◆ À faire:
[A] D'après le texte sur la pensée musulmane, quel mouvement a su accueillir et réhabiliter les philosophes ?
[B] Dites si chacune de ces affirmations concorde avec le texte sur la pensée musulmane, en répondant par oui ou non et en citant les mots du texte qui tranchent. (i) Les juristes comptent parmi les grands ennemis de cette école. (ii) Le soufisme s'est rapproché du temporel et de la face politique de l'Islam. (iii) La Walâya doit être donnée à tous les musulmans.
[C] Poursuivez le texte sur la pensée musulmane à partir de sa dernière phrase.

Mais elle reste fidèle à deux grands principes: la Walâya, "communion spirituelle", qui ne
doit être donnée qu'aux membres de la seule vraie Communauté musulmane, celle des
Ibâdites; et, en conséquence, la barâ'a, l'"excommunication", aussi bien du musulman infidèle
que du non-musulman. C'est un devoir que de nourrir la haine à l’égard de l'infidèle, car il
sera condamné par Dieu à l'enfer, et également de la lui manifester.
Cette école aura une très grande importance dans la pensée musulmane. Elle reste quand
même comme une science étrangère. Ses grands ennemis seront des juristes, mais plus
directement peut-être les apologistes. Maintes questions en effet seront communes aux deux
disciplines. Ainsi, les traités que le kalâm appellera "L'Existence de Dieu et Ses attributs",
deviendront dans les ouvrages de falsafa, la théologie, partie qui traite de la Divinité. Bien
plus, les chapitres "traditionnels" du kalâm, prophétie, fins dernières, etc., ne seront point
passés sous silence par les philosophes qui entendront les intégrer à leur vision générale du
monde.
Les philosophes restent l'une des gloires les plus universellement reconnues de la culture
arabo-irano-musulmane. L'enseignement traditionnel les combattit sans doute et les
stigmatisa. Mais le mouvement de "renouveau islamique et national" contemporain sut les
accueillir et les réhabiliter.
* La tendance mystique : le soufisme. Orienté vers la connaissance du Vrai. Elle
quête l'aspect caché de la parole coranique à travers son aspect littéraire. Elle est une
tendance ésotérique et non exotérique. Cette tendance, vu son attirance vers l'univers spirituel
et mystique du message divin, s'est éloignée plus que d'autres du temporel et de la face
politique de l'Islam. Elle révèle à l'intérieur de l'Islam sociétal son aspect purement religieux.
Une des questions que l'on rencontre au cœur des enseignements soufis est la situation de
l'homme dans l'univers. En effet, c'est forcément à partir de cette situation que l'homme doit
entreprendre le voyage spirituel qui le conduira finalement au-delà du cosmos.

◆ Entrées enregistrées:
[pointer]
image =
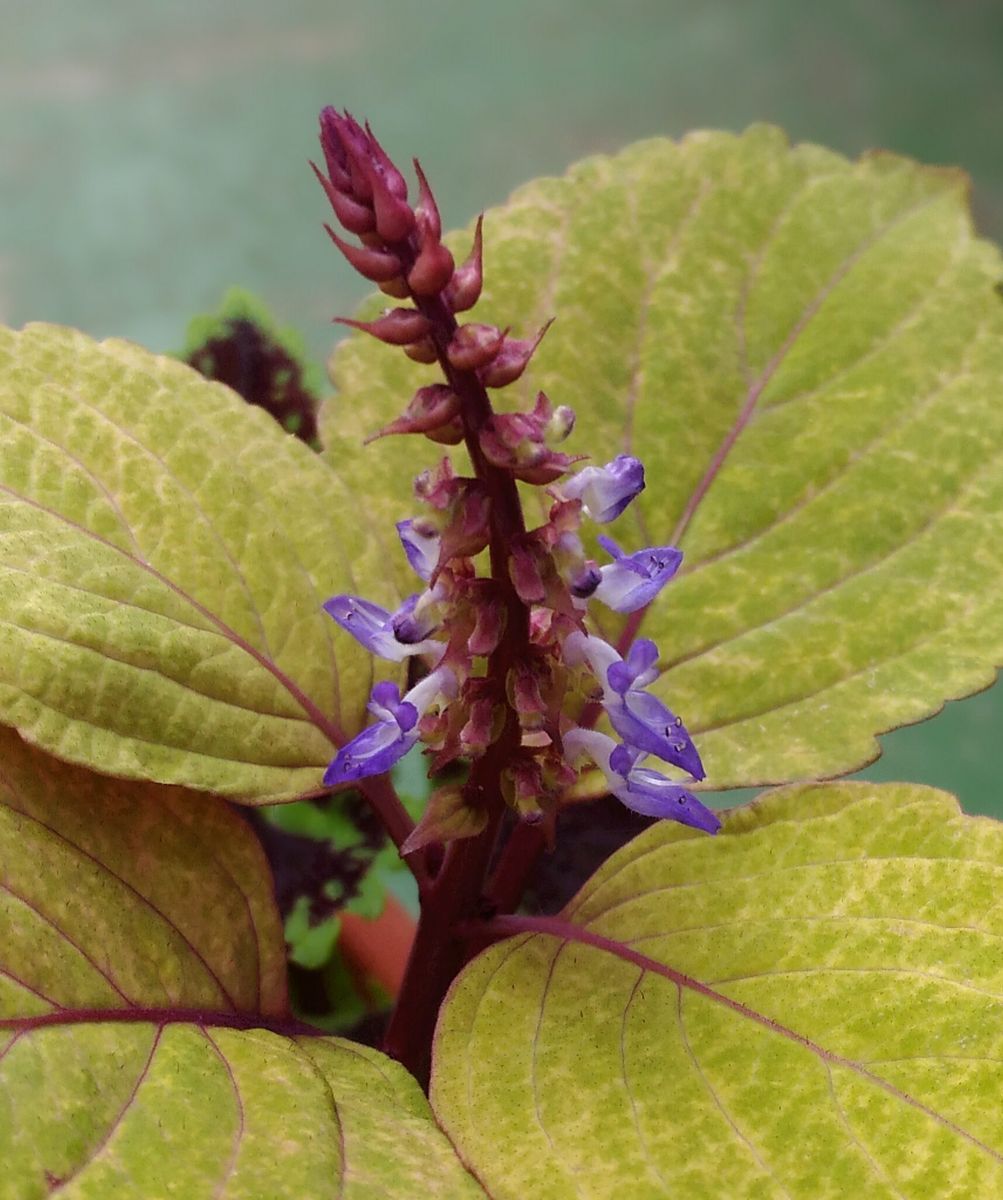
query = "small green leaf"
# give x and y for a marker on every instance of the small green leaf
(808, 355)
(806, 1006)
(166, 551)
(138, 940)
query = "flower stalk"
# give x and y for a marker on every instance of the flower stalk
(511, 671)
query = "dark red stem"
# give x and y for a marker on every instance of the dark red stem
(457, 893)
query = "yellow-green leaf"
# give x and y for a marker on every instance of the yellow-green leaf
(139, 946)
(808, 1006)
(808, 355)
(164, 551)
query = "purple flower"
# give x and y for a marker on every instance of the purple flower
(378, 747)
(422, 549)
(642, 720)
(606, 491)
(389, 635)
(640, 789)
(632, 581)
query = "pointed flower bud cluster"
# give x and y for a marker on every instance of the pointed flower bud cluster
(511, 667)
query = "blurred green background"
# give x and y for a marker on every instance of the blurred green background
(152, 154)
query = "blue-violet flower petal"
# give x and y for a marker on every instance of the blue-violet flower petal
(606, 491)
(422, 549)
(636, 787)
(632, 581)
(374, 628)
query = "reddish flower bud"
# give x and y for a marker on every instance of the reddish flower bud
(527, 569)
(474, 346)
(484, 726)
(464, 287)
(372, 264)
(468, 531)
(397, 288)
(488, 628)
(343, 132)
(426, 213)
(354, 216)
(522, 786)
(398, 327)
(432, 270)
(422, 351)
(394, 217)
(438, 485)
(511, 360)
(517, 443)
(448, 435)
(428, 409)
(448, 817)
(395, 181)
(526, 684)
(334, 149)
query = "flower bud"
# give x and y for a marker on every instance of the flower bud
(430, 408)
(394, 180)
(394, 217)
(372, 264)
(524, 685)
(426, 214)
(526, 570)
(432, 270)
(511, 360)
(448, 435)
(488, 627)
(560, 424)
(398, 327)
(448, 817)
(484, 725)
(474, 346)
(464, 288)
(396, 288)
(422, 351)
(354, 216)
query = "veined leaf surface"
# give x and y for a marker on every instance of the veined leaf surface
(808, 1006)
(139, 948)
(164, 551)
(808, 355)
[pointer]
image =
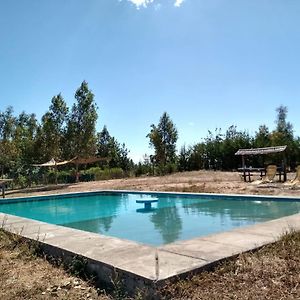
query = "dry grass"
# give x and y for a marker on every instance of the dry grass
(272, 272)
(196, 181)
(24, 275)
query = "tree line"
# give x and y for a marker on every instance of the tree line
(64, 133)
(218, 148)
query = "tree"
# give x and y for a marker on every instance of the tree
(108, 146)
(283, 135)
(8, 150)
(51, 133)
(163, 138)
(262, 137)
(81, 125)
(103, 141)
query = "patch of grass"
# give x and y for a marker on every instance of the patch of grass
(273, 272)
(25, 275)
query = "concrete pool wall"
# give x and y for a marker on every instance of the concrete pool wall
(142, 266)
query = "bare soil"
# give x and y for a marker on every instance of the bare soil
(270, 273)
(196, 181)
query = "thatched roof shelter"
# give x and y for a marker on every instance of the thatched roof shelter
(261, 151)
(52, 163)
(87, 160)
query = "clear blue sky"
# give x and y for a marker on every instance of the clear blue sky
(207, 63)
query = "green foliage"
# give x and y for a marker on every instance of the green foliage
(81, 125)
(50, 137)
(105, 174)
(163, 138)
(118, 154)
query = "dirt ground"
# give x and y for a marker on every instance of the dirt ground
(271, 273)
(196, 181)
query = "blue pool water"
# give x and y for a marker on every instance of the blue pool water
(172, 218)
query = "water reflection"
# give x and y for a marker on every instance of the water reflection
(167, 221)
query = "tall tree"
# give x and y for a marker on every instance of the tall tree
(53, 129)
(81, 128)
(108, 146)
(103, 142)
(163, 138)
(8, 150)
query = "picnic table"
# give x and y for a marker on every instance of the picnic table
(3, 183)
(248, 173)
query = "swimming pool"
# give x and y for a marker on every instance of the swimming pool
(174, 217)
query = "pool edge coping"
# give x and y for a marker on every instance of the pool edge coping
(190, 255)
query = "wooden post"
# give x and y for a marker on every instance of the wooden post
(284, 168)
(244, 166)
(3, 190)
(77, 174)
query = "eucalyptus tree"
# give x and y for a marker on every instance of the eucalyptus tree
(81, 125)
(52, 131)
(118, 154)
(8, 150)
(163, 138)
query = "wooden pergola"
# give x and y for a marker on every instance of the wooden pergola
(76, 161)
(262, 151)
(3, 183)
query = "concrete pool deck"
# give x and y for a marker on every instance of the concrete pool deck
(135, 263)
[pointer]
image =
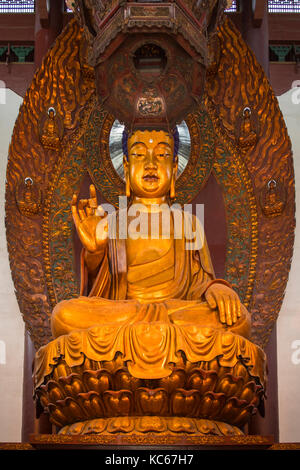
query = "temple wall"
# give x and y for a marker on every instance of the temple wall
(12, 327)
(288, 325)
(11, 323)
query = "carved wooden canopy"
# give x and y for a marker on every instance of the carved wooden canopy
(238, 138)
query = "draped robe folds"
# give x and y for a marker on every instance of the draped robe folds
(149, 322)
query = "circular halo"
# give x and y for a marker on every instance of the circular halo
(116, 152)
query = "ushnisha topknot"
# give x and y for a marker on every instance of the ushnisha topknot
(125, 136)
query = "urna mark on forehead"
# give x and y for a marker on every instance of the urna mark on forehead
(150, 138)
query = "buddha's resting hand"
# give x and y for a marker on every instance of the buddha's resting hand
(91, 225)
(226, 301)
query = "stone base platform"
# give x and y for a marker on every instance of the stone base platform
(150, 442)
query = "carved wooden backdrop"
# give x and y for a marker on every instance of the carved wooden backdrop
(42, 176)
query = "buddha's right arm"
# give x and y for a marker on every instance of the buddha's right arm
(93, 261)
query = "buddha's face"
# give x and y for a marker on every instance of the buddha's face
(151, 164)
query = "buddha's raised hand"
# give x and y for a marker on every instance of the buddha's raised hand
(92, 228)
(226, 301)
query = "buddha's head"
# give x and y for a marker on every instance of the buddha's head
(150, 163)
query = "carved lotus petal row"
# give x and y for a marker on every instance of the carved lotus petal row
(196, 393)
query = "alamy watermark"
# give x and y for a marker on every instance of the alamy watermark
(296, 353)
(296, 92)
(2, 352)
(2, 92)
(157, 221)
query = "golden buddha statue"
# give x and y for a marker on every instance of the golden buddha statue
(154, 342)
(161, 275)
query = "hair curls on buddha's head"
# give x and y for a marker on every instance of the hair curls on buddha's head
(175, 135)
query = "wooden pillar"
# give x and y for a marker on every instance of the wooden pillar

...

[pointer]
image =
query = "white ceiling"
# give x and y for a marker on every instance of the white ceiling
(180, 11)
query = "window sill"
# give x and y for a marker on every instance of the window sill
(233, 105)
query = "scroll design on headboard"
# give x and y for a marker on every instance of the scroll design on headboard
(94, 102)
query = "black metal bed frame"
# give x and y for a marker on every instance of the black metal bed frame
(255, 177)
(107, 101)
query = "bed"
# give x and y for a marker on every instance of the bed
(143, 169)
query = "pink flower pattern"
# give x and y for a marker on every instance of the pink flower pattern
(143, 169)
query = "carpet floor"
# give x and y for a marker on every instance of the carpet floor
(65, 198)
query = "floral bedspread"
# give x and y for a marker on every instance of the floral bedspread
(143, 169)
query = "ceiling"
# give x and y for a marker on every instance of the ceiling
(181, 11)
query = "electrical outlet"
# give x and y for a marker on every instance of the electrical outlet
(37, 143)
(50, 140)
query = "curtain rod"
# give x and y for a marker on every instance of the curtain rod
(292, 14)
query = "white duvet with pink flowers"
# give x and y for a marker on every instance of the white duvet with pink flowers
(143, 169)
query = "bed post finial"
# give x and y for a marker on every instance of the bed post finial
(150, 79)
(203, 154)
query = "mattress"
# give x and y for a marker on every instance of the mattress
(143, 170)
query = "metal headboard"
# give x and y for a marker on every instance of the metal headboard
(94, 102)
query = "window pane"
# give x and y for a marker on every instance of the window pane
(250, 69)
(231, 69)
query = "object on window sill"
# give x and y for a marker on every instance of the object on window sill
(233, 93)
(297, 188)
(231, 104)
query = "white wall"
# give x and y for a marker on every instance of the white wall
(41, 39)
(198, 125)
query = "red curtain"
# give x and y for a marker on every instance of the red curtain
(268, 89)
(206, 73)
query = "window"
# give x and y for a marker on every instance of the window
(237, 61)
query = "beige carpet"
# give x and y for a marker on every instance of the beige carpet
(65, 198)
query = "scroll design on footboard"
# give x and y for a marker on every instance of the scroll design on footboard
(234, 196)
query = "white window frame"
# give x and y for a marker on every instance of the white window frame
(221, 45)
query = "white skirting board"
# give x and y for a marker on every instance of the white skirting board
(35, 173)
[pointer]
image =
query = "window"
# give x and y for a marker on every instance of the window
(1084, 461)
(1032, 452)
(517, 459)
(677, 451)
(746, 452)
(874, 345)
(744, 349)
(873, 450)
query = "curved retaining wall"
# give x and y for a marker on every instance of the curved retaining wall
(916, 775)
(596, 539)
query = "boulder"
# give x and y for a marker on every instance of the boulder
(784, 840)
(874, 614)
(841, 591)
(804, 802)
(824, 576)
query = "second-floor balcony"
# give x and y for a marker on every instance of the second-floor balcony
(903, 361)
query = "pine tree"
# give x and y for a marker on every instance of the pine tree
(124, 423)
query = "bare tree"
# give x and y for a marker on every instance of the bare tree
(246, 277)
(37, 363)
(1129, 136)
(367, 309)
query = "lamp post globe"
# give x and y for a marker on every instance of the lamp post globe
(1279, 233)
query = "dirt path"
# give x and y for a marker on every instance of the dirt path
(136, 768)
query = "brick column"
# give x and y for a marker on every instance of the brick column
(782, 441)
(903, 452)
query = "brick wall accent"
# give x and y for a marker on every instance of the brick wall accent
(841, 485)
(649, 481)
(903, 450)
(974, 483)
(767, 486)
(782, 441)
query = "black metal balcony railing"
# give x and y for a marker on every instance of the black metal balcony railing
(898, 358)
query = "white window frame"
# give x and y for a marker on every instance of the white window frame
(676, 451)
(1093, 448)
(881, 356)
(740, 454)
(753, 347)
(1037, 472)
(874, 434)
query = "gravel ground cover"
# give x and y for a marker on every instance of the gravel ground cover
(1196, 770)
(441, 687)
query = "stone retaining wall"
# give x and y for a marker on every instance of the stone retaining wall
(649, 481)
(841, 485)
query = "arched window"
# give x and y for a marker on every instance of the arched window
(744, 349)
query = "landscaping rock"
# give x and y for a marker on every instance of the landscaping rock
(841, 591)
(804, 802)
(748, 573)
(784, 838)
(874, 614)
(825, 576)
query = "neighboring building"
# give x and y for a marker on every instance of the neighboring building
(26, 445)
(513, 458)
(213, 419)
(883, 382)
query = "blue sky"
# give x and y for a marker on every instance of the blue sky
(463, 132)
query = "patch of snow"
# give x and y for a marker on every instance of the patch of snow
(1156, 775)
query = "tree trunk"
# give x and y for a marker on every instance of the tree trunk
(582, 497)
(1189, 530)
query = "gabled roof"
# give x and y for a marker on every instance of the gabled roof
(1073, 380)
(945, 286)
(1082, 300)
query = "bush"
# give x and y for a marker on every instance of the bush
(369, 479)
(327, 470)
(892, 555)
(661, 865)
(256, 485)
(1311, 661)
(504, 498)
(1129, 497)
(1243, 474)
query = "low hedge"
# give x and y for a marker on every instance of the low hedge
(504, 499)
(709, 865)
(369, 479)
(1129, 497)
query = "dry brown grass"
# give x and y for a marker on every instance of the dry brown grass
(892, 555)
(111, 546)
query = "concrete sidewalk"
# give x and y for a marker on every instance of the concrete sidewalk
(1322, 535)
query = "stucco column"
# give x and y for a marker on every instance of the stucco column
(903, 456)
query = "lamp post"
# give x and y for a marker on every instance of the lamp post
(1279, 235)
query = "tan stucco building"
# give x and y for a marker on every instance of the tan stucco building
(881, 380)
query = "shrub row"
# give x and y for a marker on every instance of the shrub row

◆ Corrigé des exercices:
[A] Le mouvement de « renouveau islamique et national » contemporain.

[B]
(i) Oui : « Ses grands ennemis seront des juristes, mais plus directement peut-être les apologistes ».
(ii) Non : « s'est éloignée plus que d'autres du temporel et de la face politique de l'Islam ».
(iii) Non : « ne doit être donnée qu'aux membres de la seule vraie Communauté musulmane, celle des Ibâdites ».

[C]
Dans le Coran, Dieu parle de Lui-même comme "vers l'extérieur" et "vers l'intérieur". Dans la
mesure où ce monde et tout ce qu'il contient sont des reflets et des théophanies des Noms et
Qualités de Dieu, toutes les réalités de ce monde possèdent également un aspect "vers
l'extérieur" et un autre "vers l'intérieur". La face extérieure des choses n'est pas pure illusion;
elle possède une réalité à son propre niveau, mais elle implique un mouvement en direction
de la séparation et du retrait hors du Principe qui réside au Centre et que l'on peut identifier
avec le "vers l'intérieur". Vivre dans l'extérieur, c'est déjà jouir du bienfait qu'est l'existence,
être plus que rien. Mais s'en satisfaire exclusivement est trahir la nature même de l'homme,
car la raison la plus profonde de son existence est précisément de passer de l'extérieur à
l'intérieur, de la périphérie du cercle d'existence à son Centre transcendant et ainsi de ramener
la création à son origine.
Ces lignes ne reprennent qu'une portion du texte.